Material provided.
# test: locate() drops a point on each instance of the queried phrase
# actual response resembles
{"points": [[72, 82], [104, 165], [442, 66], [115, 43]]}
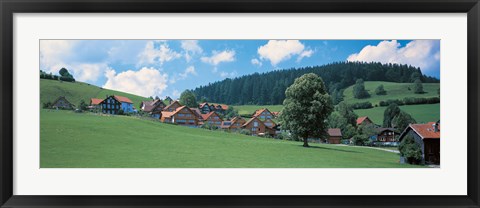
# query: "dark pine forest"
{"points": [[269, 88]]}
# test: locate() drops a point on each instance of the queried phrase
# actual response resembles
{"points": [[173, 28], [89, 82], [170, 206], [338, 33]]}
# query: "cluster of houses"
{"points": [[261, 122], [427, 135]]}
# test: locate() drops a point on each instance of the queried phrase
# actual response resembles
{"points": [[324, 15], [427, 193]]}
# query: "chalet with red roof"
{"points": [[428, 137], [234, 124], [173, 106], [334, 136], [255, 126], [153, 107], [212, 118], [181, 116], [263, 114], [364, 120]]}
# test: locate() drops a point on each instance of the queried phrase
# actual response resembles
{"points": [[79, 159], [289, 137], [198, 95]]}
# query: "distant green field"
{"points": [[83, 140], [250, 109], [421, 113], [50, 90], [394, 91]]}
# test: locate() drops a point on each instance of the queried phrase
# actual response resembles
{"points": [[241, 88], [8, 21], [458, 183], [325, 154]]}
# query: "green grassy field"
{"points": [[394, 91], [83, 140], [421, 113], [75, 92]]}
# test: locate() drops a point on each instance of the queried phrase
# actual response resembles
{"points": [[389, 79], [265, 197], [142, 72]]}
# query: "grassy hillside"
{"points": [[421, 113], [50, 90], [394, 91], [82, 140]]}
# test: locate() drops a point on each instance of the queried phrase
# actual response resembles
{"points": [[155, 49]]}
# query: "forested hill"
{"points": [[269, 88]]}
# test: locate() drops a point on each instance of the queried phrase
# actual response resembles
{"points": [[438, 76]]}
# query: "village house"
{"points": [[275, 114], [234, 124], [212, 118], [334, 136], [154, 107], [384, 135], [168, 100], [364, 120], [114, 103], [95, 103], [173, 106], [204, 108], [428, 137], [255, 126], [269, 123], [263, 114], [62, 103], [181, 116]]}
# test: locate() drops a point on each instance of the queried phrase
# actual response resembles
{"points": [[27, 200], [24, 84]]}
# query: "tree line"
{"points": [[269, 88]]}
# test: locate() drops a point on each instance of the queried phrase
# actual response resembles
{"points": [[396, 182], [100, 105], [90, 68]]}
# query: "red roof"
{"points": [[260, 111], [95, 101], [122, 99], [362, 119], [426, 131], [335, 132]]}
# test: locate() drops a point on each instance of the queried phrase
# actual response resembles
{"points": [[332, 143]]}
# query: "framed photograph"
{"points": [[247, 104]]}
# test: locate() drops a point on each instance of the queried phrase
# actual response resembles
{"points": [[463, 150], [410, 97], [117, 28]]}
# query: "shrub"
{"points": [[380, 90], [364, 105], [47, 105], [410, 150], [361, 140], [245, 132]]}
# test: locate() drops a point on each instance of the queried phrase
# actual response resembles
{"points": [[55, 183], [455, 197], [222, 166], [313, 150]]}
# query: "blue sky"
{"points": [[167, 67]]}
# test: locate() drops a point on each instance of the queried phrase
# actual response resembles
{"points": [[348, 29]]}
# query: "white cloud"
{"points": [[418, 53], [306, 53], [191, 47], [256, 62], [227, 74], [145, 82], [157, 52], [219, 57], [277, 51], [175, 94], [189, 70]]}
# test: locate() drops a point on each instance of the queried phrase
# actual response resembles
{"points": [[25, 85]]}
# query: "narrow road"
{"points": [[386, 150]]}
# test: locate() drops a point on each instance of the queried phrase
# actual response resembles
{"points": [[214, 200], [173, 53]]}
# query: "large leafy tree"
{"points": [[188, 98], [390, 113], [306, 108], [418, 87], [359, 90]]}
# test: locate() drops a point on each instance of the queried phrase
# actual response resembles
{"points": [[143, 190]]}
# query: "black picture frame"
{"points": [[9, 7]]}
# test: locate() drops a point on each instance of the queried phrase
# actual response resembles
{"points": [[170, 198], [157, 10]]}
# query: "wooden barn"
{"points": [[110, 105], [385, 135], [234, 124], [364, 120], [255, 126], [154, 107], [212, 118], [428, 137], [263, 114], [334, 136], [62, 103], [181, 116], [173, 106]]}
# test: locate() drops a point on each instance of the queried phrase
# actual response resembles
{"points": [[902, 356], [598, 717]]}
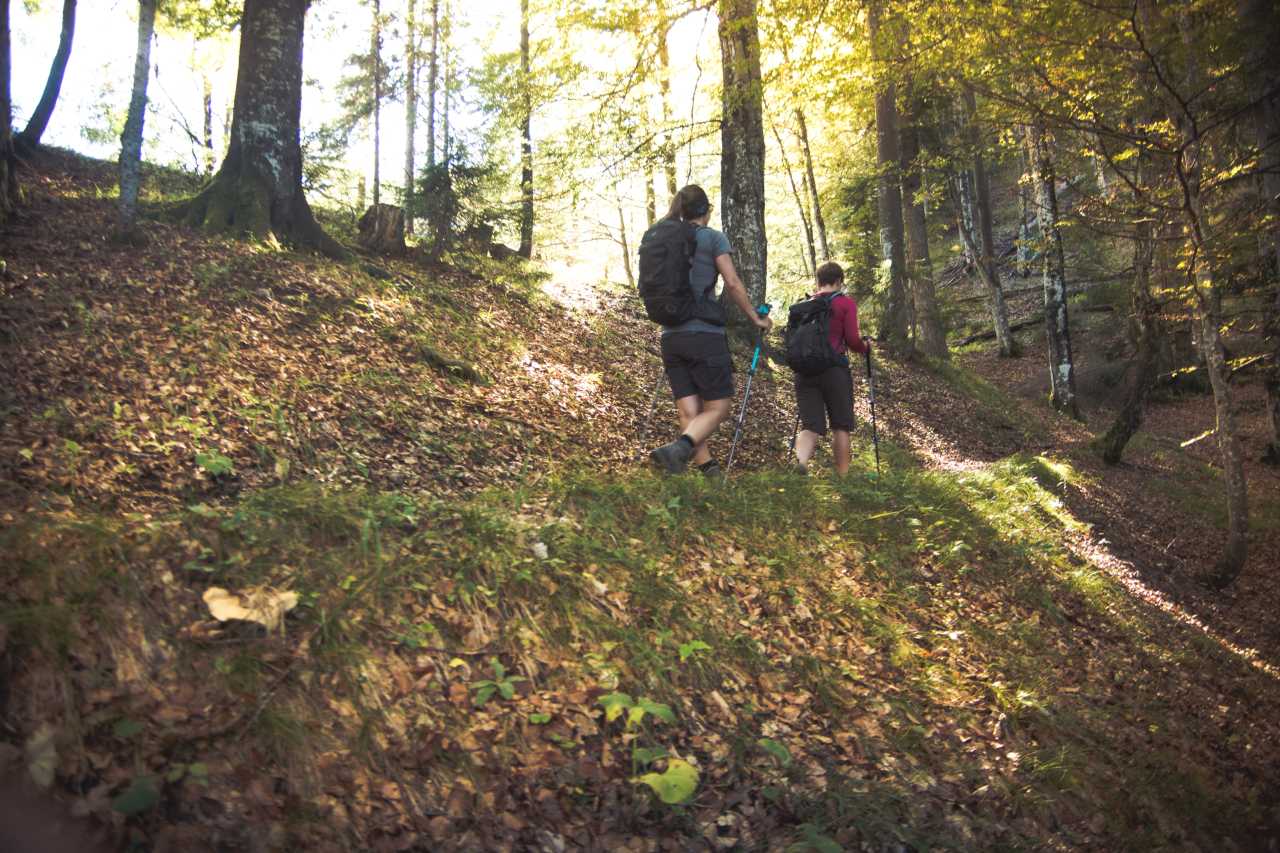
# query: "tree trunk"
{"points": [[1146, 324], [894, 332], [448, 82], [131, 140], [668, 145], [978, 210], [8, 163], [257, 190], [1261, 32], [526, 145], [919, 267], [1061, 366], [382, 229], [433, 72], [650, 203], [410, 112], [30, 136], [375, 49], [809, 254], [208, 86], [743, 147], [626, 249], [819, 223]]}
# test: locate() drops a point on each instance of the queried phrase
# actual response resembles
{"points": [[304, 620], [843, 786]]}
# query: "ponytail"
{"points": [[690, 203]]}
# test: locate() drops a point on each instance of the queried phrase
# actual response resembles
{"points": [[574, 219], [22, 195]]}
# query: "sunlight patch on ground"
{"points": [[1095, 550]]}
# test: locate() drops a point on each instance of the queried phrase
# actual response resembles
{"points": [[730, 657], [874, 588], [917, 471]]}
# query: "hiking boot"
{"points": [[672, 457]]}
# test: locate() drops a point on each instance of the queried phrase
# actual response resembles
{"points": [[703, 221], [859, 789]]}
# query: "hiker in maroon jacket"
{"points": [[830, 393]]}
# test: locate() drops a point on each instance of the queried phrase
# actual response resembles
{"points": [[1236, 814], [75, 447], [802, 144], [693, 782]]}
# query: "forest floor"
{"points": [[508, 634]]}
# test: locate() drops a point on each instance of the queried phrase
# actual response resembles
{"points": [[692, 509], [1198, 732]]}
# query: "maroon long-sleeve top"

Task item. Set the records down again exactly as given, and leave the pictures out.

Problem solution.
# test: locate() drops a point on each instance of the queried phrase
# actual response resembles
{"points": [[72, 82], [104, 165], [442, 66], [115, 43]]}
# query: "dark pine forest"
{"points": [[269, 88]]}
# test: locate() drops a point on each instance of the queried phrase
# actual response resembles
{"points": [[173, 28], [89, 82], [170, 206], [338, 33]]}
# query: "cluster of houses"
{"points": [[261, 122], [427, 135]]}
# test: locate() drops a point on each instance of the queried phrase
# actual response resembles
{"points": [[324, 15], [427, 193]]}
# query: "chalet with red roof"
{"points": [[428, 137], [234, 124], [173, 106], [334, 136], [255, 126], [153, 107], [212, 118], [181, 116], [263, 114], [364, 120]]}
# test: locate() drops a point on each instance of the queried phrase
# actual response resembles
{"points": [[79, 159], [289, 137], [198, 95]]}
# query: "distant green field"
{"points": [[83, 140], [250, 109], [421, 113], [50, 90], [394, 91]]}
# test: locate() drops a point on each instance of the queried phrase
# actual response resembles
{"points": [[241, 88], [8, 21], [458, 183], [325, 154]]}
# query: "green grassy field"
{"points": [[394, 91], [83, 140], [421, 113], [75, 92]]}
# test: locate() drops a point on each instance of the queried phrase
# actual response resembles
{"points": [[389, 79], [265, 197], [142, 72]]}
# query: "grassy hillside"
{"points": [[421, 113], [50, 90], [394, 91], [82, 140]]}
# test: locate() drops a point on each instance of the queried phrase
# actual response resembles
{"points": [[155, 49]]}
# query: "forested hill"
{"points": [[269, 88]]}
# test: locate() drops a point on each instance of the queried phrase
# actual response resembles
{"points": [[438, 76]]}
# query: "village house"
{"points": [[275, 114], [234, 124], [212, 118], [334, 136], [154, 107], [384, 135], [168, 100], [364, 120], [114, 103], [95, 103], [173, 106], [204, 108], [428, 137], [255, 126], [269, 123], [263, 114], [62, 103], [181, 116]]}
# test: locate() drops a point on each instance of the queried phrase
# actual response resembles
{"points": [[27, 200], [24, 84]]}
# query: "tree line"
{"points": [[269, 88]]}
# test: locate() drops a point on each instance of the queried phrase
# actual response resembles
{"points": [[396, 182], [100, 105], [90, 68]]}
# query: "red roof"
{"points": [[260, 111], [95, 101], [122, 99], [362, 119], [426, 131], [335, 132]]}
# test: locate() drops a point on each instance of the queried phrase
# actual response resembles
{"points": [[332, 143]]}
# query: "framed photograph"
{"points": [[247, 104]]}
# test: locate() drops a point on each instance of the queried phrase
# actual response resembles
{"points": [[463, 150], [410, 97], [117, 28]]}
# query: "shrub"
{"points": [[380, 90], [364, 105], [47, 105], [410, 150], [361, 140], [245, 132]]}
# test: locate() drops a point on each instance of the queried phrase
# actual response resembles
{"points": [[55, 183], [455, 197], [222, 166], [313, 150]]}
# query: "blue sky"
{"points": [[167, 67]]}
# test: locate() drops a point on each instance of the queried phrase
# actual response resembles
{"points": [[348, 29]]}
# query: "white cloud"
{"points": [[418, 53], [306, 53], [191, 47], [256, 62], [227, 74], [145, 82], [157, 52], [219, 57], [277, 51], [175, 94], [189, 70]]}
# test: locate() drops a point on each instance of the queried phrase
# actual response resembles
{"points": [[25, 85]]}
# query: "narrow road"
{"points": [[386, 150]]}
# test: locate() drops a point on each instance of the queried phrase
# actual response resembles
{"points": [[214, 200], [173, 53]]}
# query: "large leafy tree"
{"points": [[188, 98], [390, 113], [306, 108], [418, 87], [359, 90]]}
# test: locate() drops a point on each instance of the queried phrase
# actual response resembles
{"points": [[143, 190]]}
# query: "black picture frame"
{"points": [[9, 7]]}
# test: locate() drops a point on each instance of the queried phrase
# actual response resembles
{"points": [[170, 198], [157, 10]]}
# query: "wooden barn"
{"points": [[110, 105], [385, 135], [234, 124], [364, 120], [255, 126], [154, 107], [212, 118], [428, 137], [263, 114], [334, 136], [62, 103], [181, 116], [173, 106]]}
# test: locate() drops a point on each instance of the queried phrase
# actual response resembles
{"points": [[902, 356], [598, 717]]}
# query: "tree trunk"
{"points": [[1146, 324], [894, 332], [448, 82], [131, 140], [668, 145], [978, 210], [8, 163], [257, 190], [1261, 32], [526, 145], [919, 267], [1061, 366], [382, 229], [433, 72], [650, 203], [410, 112], [30, 136], [375, 49], [809, 254], [208, 86], [743, 147], [626, 249], [819, 223]]}
# test: locate() drops a point on each instance of the queried phrase
# actual response resembles
{"points": [[304, 620], [843, 786]]}
# query: "ponytail"
{"points": [[690, 203]]}
# test: locate() drops a point on each instance of the queried phrase
# actual response resembles
{"points": [[574, 219], [22, 195]]}
# query: "sunlight patch on ground"
{"points": [[1095, 550]]}
# test: locate() drops a point on each instance of the queried phrase
# actual response resembles
{"points": [[730, 657], [874, 588], [917, 471]]}
# query: "hiking boot"
{"points": [[672, 457]]}
# test: locate() drops a point on each instance of the queried phrase
# actual response resembles
{"points": [[703, 221], [859, 789]]}
# query: "hiker in maroon jacket"
{"points": [[830, 393]]}
# test: locate() drops a point on each instance of the queried phrase
# actual response resembles
{"points": [[1236, 814], [75, 447], [802, 144], [693, 782]]}
# query: "forest floor"
{"points": [[508, 634]]}
# test: locate() drops a point on each instance of the queried phrase
# actual response resembles
{"points": [[692, 509], [1198, 732]]}
# query: "maroon long-sleeve top"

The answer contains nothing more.